TASK TO COMPLETE: Everything from the line containing "# annotate every instance of the dirt" through the end of the data below should be copied exactly, with no other lines.

GIVEN INFORMATION:
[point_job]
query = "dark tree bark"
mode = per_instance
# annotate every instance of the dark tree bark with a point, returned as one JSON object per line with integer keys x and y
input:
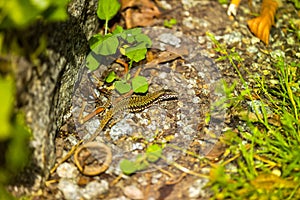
{"x": 44, "y": 90}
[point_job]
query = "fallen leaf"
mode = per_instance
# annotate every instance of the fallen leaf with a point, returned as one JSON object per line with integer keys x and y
{"x": 139, "y": 13}
{"x": 261, "y": 25}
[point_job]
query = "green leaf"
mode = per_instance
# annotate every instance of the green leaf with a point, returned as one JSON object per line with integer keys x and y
{"x": 91, "y": 62}
{"x": 139, "y": 84}
{"x": 96, "y": 40}
{"x": 144, "y": 40}
{"x": 111, "y": 77}
{"x": 129, "y": 33}
{"x": 128, "y": 167}
{"x": 107, "y": 46}
{"x": 141, "y": 162}
{"x": 107, "y": 9}
{"x": 136, "y": 53}
{"x": 154, "y": 153}
{"x": 118, "y": 30}
{"x": 6, "y": 100}
{"x": 122, "y": 87}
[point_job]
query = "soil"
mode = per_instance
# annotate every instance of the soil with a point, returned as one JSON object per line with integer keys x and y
{"x": 197, "y": 76}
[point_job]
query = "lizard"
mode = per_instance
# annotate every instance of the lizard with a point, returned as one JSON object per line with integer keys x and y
{"x": 134, "y": 103}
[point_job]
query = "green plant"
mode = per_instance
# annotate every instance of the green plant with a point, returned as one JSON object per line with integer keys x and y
{"x": 106, "y": 10}
{"x": 266, "y": 152}
{"x": 142, "y": 161}
{"x": 14, "y": 136}
{"x": 131, "y": 43}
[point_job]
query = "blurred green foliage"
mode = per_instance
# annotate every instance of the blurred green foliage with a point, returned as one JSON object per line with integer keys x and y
{"x": 14, "y": 136}
{"x": 17, "y": 16}
{"x": 21, "y": 13}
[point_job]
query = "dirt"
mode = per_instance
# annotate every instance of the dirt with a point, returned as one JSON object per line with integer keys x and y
{"x": 186, "y": 178}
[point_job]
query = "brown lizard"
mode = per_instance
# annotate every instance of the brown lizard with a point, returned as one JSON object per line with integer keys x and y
{"x": 135, "y": 103}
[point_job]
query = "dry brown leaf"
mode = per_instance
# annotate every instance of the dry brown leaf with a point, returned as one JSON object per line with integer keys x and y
{"x": 139, "y": 13}
{"x": 261, "y": 25}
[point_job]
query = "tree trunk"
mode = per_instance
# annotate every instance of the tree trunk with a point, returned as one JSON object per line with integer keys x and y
{"x": 44, "y": 90}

SOLUTION TO THE EXERCISE:
# annotate every instance of the dirt with a point, returned as one JSON object per line with integer keys x and y
{"x": 186, "y": 178}
[point_job]
query = "brown lizard"
mode = per_instance
# annotate every instance of the brown lizard with a point, returned as one JSON object per line with integer keys x and y
{"x": 135, "y": 103}
[point_job]
query = "dry brown leaf"
mode = per_instance
# annotate every instance of the dry brown leaf with a point, returned as one JSON object per line with integer keys x and y
{"x": 139, "y": 13}
{"x": 261, "y": 25}
[point_job]
query = "tree trunk"
mode = per_instance
# annotate every instance of the tree trunk with a point, returned as one JSON object per line with integer keys x and y
{"x": 44, "y": 90}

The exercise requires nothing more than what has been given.